BEGIN GIVEN DATA

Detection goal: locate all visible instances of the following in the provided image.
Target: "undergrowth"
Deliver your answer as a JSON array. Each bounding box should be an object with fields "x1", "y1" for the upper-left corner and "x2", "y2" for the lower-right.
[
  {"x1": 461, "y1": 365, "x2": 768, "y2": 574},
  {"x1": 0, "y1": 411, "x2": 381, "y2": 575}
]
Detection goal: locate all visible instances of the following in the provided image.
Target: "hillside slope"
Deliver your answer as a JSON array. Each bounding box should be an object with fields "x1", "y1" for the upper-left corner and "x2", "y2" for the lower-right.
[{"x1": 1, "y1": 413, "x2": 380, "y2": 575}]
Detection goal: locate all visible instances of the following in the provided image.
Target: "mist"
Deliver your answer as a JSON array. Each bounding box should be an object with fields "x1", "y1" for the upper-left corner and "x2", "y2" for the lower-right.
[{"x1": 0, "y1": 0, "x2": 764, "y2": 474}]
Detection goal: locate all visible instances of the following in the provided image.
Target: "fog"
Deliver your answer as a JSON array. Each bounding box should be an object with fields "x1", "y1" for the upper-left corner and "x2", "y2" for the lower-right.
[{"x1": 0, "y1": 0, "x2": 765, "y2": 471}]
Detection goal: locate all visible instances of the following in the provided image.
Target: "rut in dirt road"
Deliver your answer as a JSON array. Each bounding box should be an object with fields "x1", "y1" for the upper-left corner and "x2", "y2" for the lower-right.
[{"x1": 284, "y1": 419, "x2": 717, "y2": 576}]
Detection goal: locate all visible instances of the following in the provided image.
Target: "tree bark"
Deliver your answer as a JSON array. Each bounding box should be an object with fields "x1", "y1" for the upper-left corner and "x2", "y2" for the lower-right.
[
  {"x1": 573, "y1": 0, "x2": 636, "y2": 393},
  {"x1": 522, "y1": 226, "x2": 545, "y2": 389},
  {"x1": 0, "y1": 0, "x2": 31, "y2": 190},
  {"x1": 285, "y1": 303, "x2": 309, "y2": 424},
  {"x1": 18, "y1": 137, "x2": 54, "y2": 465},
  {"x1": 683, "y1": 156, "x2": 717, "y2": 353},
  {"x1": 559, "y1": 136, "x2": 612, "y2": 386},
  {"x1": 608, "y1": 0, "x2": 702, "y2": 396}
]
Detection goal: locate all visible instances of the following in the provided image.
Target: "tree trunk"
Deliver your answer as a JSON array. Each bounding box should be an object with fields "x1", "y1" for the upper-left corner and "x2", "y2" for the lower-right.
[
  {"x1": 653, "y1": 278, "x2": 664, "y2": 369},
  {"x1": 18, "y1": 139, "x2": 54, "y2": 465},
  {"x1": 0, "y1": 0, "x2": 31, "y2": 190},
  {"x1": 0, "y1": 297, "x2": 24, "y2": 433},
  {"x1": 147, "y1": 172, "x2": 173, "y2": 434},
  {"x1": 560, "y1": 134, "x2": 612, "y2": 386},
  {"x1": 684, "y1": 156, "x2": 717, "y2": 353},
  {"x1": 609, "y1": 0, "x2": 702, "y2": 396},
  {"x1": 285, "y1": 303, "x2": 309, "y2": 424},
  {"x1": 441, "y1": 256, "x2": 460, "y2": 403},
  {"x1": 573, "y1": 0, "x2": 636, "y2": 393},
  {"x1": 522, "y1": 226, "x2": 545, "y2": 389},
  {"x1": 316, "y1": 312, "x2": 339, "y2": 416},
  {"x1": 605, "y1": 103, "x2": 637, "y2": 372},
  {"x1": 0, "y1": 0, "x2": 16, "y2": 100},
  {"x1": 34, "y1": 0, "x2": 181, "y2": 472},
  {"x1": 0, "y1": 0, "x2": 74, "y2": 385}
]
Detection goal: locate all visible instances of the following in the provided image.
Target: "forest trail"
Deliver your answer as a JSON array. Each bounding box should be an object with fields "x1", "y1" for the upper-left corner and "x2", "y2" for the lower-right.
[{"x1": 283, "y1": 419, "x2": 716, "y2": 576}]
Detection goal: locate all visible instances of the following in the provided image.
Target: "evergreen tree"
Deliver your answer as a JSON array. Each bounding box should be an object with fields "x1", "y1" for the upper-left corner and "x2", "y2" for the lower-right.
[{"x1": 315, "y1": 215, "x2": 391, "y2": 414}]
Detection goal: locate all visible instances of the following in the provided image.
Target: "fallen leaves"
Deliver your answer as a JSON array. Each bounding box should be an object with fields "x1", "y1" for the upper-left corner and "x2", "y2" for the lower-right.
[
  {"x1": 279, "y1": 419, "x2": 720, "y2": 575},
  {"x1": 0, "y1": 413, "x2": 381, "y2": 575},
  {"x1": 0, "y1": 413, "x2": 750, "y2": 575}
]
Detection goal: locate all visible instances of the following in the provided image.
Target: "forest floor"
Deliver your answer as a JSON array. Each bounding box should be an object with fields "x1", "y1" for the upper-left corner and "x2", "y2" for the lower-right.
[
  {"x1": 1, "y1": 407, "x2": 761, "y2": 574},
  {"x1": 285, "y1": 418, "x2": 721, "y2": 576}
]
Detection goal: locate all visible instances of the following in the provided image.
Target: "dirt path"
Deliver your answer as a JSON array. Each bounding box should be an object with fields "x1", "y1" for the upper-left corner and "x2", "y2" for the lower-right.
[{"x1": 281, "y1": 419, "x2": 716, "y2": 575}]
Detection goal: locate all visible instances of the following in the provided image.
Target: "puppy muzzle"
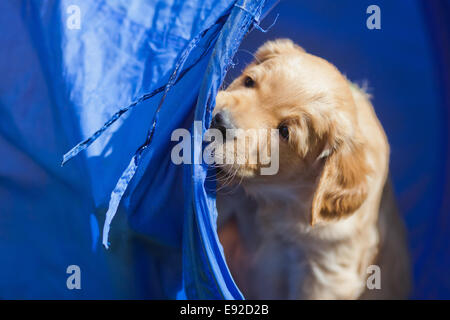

END GIVEN DATA

> **EXERCISE PROMPT**: What is needed is an exact repeat of the records, with every picture left out.

> **TASK RESPONSE**:
Detection goal: locate all visible instances of the following in the provided image.
Target: "undergrowth"
Deliver your answer as a JSON array. Each bounding box should be an object with fields "x1", "y1" for the upper-left corner and "x2", "y2" for the lower-right.
[
  {"x1": 461, "y1": 365, "x2": 768, "y2": 574},
  {"x1": 0, "y1": 411, "x2": 381, "y2": 575}
]
Detection goal: locate all visible instances of the following in the provided image.
Target: "hillside slope"
Deliver your answer as a JSON array. Each bounding box should be an object with fields "x1", "y1" for the upper-left corner and "x2", "y2" for the lower-right.
[{"x1": 1, "y1": 413, "x2": 380, "y2": 575}]
Detection goal: locate all visible instances of the following in the provided image.
Target: "mist"
Deliver your answer as a JSON array. Each bounding box should be an object with fields "x1", "y1" for the upper-left corner and "x2", "y2" for the lower-right.
[{"x1": 0, "y1": 0, "x2": 764, "y2": 474}]
Detection goal: locate all visible instances of the following in the provided image.
Target: "fog"
Deliver your answer as a JSON array. Each bounding box should be an object with fields "x1", "y1" for the upper-left corner and "x2", "y2" for the lower-right.
[{"x1": 0, "y1": 0, "x2": 765, "y2": 471}]
Detection goal: locate all visible instances of the following in the provided image.
Target: "rut in dirt road"
Deliver your answer as a JSON array. Each bounding box should be an object with fields "x1", "y1" for the upper-left corner and "x2", "y2" for the lower-right.
[{"x1": 284, "y1": 419, "x2": 717, "y2": 576}]
Detection goal: locate all visible instances of the following in the provided image.
Target: "tree bark"
Deliver your answer as a JSON array. Each bounding box should be an object with fields "x1", "y1" for the upper-left corner and "x2", "y2" for the lower-right.
[
  {"x1": 573, "y1": 0, "x2": 636, "y2": 393},
  {"x1": 522, "y1": 226, "x2": 545, "y2": 389},
  {"x1": 0, "y1": 0, "x2": 31, "y2": 190},
  {"x1": 285, "y1": 303, "x2": 309, "y2": 424},
  {"x1": 18, "y1": 137, "x2": 54, "y2": 465},
  {"x1": 683, "y1": 156, "x2": 717, "y2": 353},
  {"x1": 559, "y1": 136, "x2": 612, "y2": 386},
  {"x1": 608, "y1": 0, "x2": 702, "y2": 396}
]
Detection goal: locate all visible instances of the following in the provided image.
Target: "tree trunk"
Deliver your answer as a JSON array. Each bounding box should be an object with fields "x1", "y1" for the upper-left corner and "x2", "y2" for the lower-right.
[
  {"x1": 653, "y1": 278, "x2": 664, "y2": 369},
  {"x1": 18, "y1": 139, "x2": 54, "y2": 465},
  {"x1": 0, "y1": 0, "x2": 31, "y2": 190},
  {"x1": 0, "y1": 297, "x2": 24, "y2": 433},
  {"x1": 147, "y1": 172, "x2": 173, "y2": 434},
  {"x1": 560, "y1": 134, "x2": 612, "y2": 386},
  {"x1": 684, "y1": 156, "x2": 717, "y2": 353},
  {"x1": 609, "y1": 0, "x2": 702, "y2": 396},
  {"x1": 285, "y1": 303, "x2": 309, "y2": 424},
  {"x1": 441, "y1": 256, "x2": 460, "y2": 403},
  {"x1": 573, "y1": 0, "x2": 636, "y2": 393},
  {"x1": 522, "y1": 226, "x2": 545, "y2": 389},
  {"x1": 316, "y1": 312, "x2": 339, "y2": 416},
  {"x1": 605, "y1": 103, "x2": 637, "y2": 372},
  {"x1": 0, "y1": 0, "x2": 16, "y2": 100},
  {"x1": 34, "y1": 0, "x2": 181, "y2": 472},
  {"x1": 0, "y1": 0, "x2": 74, "y2": 385}
]
Detection goal: locate all visible instances of the following in the provided image.
Target: "forest trail"
Deliver your answer as a JSON array. Each bounding box should be an object with fields "x1", "y1" for the upper-left corner and "x2", "y2" for the lower-right.
[{"x1": 283, "y1": 419, "x2": 716, "y2": 576}]
Detection goal: locate all visible instances of the following in the provided image.
Target: "evergreen tree"
Deliver your answer as a JSON array. Each bounding box should be an object with fields "x1", "y1" for the upper-left corner and "x2", "y2" for the lower-right.
[{"x1": 315, "y1": 215, "x2": 391, "y2": 414}]
Detection goal: locate all visible instances of the following in the provided image.
Target: "fallen leaves"
Deliver your answer as a JSON array. Each bounding box should be an object with fields "x1", "y1" for the upper-left corner and "x2", "y2" for the lower-right.
[
  {"x1": 279, "y1": 419, "x2": 720, "y2": 575},
  {"x1": 0, "y1": 413, "x2": 381, "y2": 575},
  {"x1": 0, "y1": 413, "x2": 750, "y2": 575}
]
Detection goal: locate all visible instances of the following in the provided image.
Target: "forest floor"
Deliver your answer as a JSON array. Each bounding box should be an object with fields "x1", "y1" for the upper-left corner and "x2", "y2" for the lower-right.
[
  {"x1": 1, "y1": 407, "x2": 761, "y2": 574},
  {"x1": 285, "y1": 418, "x2": 721, "y2": 576}
]
Detection goal: locate all visible instances of the following in the provided image.
Target: "dirt path"
Deliver your answer as a JSON array. Each bounding box should be an object with fields "x1", "y1" for the upper-left corner and "x2", "y2" for the lower-right.
[{"x1": 281, "y1": 419, "x2": 716, "y2": 575}]
Detection goal: locate all visible instances of the following in the provided image.
Target: "puppy muzzle"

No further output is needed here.